··· DATA EXCERPTS

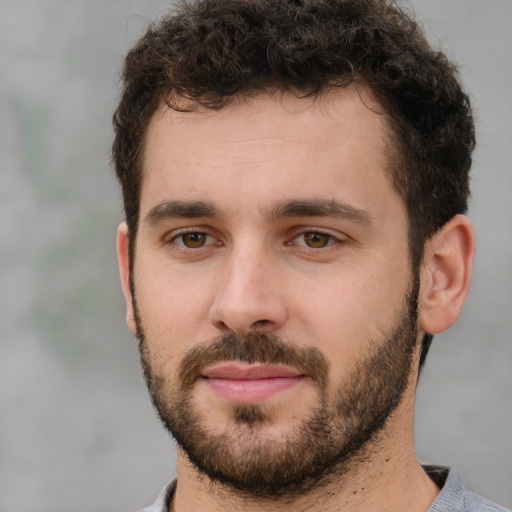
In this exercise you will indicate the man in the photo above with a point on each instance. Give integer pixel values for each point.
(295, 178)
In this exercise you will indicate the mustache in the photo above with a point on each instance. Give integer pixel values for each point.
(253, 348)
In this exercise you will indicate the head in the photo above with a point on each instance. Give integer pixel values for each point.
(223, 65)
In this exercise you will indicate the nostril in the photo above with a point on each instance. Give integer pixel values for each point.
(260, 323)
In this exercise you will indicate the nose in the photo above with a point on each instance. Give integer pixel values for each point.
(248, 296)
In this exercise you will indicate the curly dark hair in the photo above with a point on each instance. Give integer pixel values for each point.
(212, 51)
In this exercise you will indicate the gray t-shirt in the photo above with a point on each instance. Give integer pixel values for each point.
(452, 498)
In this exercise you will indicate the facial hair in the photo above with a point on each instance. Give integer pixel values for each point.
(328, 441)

······
··· DATA EXCERPTS

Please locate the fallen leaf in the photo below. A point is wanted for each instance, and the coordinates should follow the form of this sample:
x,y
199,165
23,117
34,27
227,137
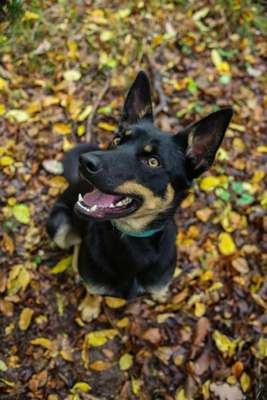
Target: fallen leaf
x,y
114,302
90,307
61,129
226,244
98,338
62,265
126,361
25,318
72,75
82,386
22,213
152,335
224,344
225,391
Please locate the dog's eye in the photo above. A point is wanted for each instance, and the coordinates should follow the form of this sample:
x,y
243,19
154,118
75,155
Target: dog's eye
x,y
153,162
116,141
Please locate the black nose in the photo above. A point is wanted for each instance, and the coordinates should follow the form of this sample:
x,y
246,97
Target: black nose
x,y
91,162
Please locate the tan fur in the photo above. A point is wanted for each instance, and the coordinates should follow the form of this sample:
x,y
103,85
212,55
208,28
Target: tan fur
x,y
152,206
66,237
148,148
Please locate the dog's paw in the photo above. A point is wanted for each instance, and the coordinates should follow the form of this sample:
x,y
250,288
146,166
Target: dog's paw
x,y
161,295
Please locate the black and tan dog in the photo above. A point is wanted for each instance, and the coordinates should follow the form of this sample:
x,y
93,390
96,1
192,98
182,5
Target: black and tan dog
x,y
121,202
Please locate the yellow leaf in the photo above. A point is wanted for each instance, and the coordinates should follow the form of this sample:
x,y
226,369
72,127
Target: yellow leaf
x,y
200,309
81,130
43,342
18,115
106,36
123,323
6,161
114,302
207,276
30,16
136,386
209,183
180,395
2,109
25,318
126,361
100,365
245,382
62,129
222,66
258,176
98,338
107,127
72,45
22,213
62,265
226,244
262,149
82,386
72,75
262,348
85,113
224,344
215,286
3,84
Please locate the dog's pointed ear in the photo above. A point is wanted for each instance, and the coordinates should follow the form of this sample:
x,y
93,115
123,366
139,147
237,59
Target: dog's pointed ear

······

__EXERCISE INSTRUCTIONS__. The word "pointed" appears in some lines above. Return every one of those lines.

__EXPECTED ANSWER__.
Please locate the dog's pointed ear in the photo above. A point is wanted for each instance, and the coordinates should follow the form of this sample:
Target: dog's pointed ear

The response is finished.